● YOUR GOAL:
In the records below, please rewrite every line from the one containing "We need the bounding box for the formula" through the one containing "left=295, top=99, right=304, bottom=127", both included, rescaling the box coordinates in the answers by 0.55 and rounding each to a whole number, with halves rounded up. Leave all other lines unchanged, and give only these lines.

(Region annotation entries)
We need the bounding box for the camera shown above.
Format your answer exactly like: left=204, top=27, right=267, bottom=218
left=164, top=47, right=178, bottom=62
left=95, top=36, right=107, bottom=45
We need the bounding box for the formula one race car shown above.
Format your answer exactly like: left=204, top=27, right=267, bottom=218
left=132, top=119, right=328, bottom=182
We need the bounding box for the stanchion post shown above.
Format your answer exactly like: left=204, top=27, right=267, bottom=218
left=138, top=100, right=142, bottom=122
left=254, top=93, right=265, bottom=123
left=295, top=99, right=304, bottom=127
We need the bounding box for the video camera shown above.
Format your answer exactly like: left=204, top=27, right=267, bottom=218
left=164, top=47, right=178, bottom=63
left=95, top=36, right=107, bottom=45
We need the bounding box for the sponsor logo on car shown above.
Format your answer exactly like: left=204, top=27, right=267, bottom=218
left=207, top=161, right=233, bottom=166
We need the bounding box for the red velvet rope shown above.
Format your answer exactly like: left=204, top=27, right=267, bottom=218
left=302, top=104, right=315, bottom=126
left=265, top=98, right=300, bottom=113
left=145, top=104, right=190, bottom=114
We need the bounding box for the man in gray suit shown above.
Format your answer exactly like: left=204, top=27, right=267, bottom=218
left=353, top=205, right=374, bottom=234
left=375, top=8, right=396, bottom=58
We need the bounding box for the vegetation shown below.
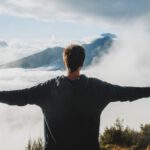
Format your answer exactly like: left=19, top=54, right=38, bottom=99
left=26, top=119, right=150, bottom=150
left=100, top=119, right=150, bottom=150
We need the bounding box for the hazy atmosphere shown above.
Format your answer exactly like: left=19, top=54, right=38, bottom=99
left=0, top=0, right=150, bottom=150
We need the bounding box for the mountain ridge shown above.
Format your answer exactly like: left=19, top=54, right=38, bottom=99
left=0, top=33, right=115, bottom=70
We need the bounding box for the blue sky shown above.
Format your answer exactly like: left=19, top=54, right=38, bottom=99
left=0, top=0, right=149, bottom=39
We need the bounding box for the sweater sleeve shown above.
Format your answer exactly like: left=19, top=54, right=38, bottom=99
left=93, top=79, right=150, bottom=102
left=0, top=81, right=50, bottom=106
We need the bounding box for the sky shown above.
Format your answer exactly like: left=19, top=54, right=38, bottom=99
left=0, top=0, right=150, bottom=150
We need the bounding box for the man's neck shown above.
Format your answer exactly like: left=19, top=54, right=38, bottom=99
left=67, top=71, right=80, bottom=80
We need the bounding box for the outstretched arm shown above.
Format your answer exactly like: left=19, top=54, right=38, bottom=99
left=0, top=81, right=50, bottom=106
left=93, top=79, right=150, bottom=102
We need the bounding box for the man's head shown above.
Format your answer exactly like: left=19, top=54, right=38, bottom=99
left=63, top=45, right=85, bottom=72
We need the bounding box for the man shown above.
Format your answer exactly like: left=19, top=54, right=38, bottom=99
left=0, top=45, right=150, bottom=150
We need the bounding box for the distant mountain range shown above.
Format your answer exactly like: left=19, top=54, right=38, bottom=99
left=0, top=33, right=115, bottom=70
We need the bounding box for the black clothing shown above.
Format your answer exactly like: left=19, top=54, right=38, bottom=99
left=0, top=75, right=150, bottom=150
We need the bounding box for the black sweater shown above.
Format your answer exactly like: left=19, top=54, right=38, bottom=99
left=0, top=75, right=150, bottom=150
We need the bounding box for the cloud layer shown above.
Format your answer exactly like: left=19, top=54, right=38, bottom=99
left=0, top=0, right=150, bottom=22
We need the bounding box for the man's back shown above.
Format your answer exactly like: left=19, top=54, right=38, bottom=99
left=0, top=75, right=150, bottom=150
left=43, top=75, right=103, bottom=150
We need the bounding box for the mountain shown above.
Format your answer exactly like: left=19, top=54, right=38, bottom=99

● RESPONSE TO THE TASK:
We need the bounding box for the formula one race car shown above.
Format your answer exactly like: left=204, top=27, right=267, bottom=218
left=73, top=65, right=180, bottom=100
We need the bounding box for the stanchion post shown above.
Format your answer exactly like: left=204, top=27, right=267, bottom=218
left=76, top=55, right=78, bottom=67
left=140, top=51, right=146, bottom=68
left=162, top=54, right=167, bottom=70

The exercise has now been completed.